### Tus instrucciones
Copia todas las entradas siguientes línea por línea, sin alterar ningún carácter.

### Datos de entrada
================

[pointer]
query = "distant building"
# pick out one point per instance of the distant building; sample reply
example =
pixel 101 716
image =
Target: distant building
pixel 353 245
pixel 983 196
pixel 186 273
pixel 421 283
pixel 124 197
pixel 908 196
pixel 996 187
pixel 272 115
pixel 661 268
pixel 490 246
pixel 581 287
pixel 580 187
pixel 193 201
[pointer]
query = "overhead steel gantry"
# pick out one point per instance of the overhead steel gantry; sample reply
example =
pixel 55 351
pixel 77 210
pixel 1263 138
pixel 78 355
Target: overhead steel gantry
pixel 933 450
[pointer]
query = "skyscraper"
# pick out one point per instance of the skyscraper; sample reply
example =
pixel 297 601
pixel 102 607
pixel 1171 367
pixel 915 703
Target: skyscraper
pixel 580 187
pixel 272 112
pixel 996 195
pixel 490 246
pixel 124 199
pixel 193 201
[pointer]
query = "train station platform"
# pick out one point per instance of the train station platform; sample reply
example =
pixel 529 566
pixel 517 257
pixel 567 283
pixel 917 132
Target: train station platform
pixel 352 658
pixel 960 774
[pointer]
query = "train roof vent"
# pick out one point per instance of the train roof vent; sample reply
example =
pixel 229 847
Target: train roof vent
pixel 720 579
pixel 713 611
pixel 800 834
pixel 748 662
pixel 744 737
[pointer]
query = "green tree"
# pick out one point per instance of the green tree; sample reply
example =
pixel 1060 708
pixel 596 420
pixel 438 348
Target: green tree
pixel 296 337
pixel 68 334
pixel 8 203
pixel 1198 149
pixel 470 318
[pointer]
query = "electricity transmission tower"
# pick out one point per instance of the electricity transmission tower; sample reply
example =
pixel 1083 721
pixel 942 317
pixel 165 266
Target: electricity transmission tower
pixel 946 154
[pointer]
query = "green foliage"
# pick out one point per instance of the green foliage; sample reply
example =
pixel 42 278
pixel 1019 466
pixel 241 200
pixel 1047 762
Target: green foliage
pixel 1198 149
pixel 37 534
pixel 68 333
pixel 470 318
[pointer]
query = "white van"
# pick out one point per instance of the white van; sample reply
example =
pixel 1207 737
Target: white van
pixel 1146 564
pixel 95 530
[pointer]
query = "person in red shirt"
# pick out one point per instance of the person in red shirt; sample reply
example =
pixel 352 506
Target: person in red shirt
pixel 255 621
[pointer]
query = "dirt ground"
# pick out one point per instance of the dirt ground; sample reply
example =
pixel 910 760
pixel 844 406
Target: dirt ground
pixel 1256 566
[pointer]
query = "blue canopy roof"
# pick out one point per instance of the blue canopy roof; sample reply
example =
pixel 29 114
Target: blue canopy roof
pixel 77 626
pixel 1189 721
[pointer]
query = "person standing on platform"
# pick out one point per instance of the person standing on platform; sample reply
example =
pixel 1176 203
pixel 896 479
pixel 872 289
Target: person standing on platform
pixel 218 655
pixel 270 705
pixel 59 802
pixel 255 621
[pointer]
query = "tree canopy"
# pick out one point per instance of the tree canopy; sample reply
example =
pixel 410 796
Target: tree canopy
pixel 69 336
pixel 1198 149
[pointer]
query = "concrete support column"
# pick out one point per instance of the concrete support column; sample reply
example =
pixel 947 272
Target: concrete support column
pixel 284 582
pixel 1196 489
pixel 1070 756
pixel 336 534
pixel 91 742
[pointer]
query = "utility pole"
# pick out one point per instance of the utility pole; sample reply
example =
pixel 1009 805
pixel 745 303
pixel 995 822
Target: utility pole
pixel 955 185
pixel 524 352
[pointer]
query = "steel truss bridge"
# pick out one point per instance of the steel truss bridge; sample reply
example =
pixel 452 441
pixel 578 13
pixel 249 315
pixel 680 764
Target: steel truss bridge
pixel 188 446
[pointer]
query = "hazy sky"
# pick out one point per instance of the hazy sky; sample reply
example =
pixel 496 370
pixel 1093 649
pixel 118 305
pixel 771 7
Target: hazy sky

================

### Resultado del ejercicio
[pointer]
query = "distant building"
# pick out one point per instance of the distant building; sample reply
example =
pixel 101 716
image =
Target: distant building
pixel 353 245
pixel 983 196
pixel 186 273
pixel 421 283
pixel 124 197
pixel 908 196
pixel 996 187
pixel 272 115
pixel 661 268
pixel 490 246
pixel 581 287
pixel 580 187
pixel 193 201
[pointer]
query = "overhead steel gantry"
# pick out one point per instance of the overhead steel gantry; sample reply
example =
pixel 55 351
pixel 77 210
pixel 1263 138
pixel 78 355
Target: overhead steel gantry
pixel 933 450
[pointer]
query = "skyscraper"
# pick out one point per instance of the skyscraper; sample reply
example =
pixel 297 601
pixel 102 607
pixel 1171 367
pixel 915 703
Target: skyscraper
pixel 580 187
pixel 272 112
pixel 996 195
pixel 490 246
pixel 124 199
pixel 193 201
[pointer]
query = "train station platform"
# pick out one point per instance of the train station platform; sample reply
example =
pixel 529 566
pixel 517 257
pixel 567 283
pixel 917 132
Target: train station platform
pixel 352 658
pixel 960 774
[pointer]
query = "train roof vent"
# pick out one point per instance of the train roof vent; sample reply
example =
pixel 229 847
Target: train roof vent
pixel 720 579
pixel 713 611
pixel 800 834
pixel 748 662
pixel 744 737
[pointer]
query = "green tree"
# pick out one point per instance of the green tree; sample reply
example =
pixel 1060 708
pixel 596 420
pixel 438 348
Target: green tree
pixel 296 337
pixel 68 334
pixel 8 203
pixel 1198 149
pixel 470 318
[pointer]
query = "electricity transmission tower"
# pick out one point per instance of the electricity transmission tower; sample reply
example =
pixel 1083 721
pixel 942 317
pixel 165 266
Target: electricity transmission tower
pixel 946 154
[pointer]
query = "green foliage"
# pick out one point per instance of the green foliage; sample reply
example =
pixel 42 278
pixel 1019 466
pixel 241 200
pixel 1047 762
Target: green foliage
pixel 1198 149
pixel 37 534
pixel 68 333
pixel 470 318
[pointer]
query = "white van"
# pick out one point per instance of the white van; sample reply
example =
pixel 1207 737
Target: white van
pixel 1146 564
pixel 95 530
[pointer]
query = "person in red shirt"
# pick out one point per instance of the person in red shirt; sample reply
example =
pixel 352 506
Target: person in red shirt
pixel 255 621
[pointer]
query = "dirt ground"
# pick out one point per instance of the dirt ground; sample reply
example =
pixel 910 760
pixel 844 406
Target: dirt ground
pixel 1256 566
[pointer]
query = "blue canopy roof"
# pick out one point per instance of the blue canopy roof; sample reply
example =
pixel 29 114
Target: blue canopy roof
pixel 77 626
pixel 1189 721
[pointer]
query = "person standing on platform"
# pick out one point per instance of the person standing on platform; sample reply
example =
pixel 1176 203
pixel 896 479
pixel 872 289
Target: person standing on platform
pixel 218 655
pixel 270 705
pixel 59 802
pixel 255 621
[pointer]
query = "tree canopy"
# pick out one point per instance of the tree canopy; sample reply
example =
pixel 410 796
Target: tree canopy
pixel 69 336
pixel 1198 149
[pointer]
query = "concrete support column"
# pick out one point per instance of the concrete support column; sample reply
example =
pixel 947 272
Target: concrete support column
pixel 284 582
pixel 1196 489
pixel 1070 756
pixel 336 534
pixel 91 742
[pointer]
query = "utility pole"
# pick out one point per instance of the utility pole; sample reply
example =
pixel 1009 805
pixel 745 303
pixel 995 822
Target: utility pole
pixel 955 185
pixel 524 352
[pointer]
query = "steel truss bridge"
# pick out one point per instance of the steel truss bridge; sample reply
example =
pixel 452 441
pixel 578 13
pixel 249 315
pixel 680 764
Target: steel truss bridge
pixel 188 446
[pointer]
query = "hazy sky"
# pick out one point per instance of the hazy sky; sample reply
example =
pixel 496 370
pixel 1093 649
pixel 118 305
pixel 771 7
Target: hazy sky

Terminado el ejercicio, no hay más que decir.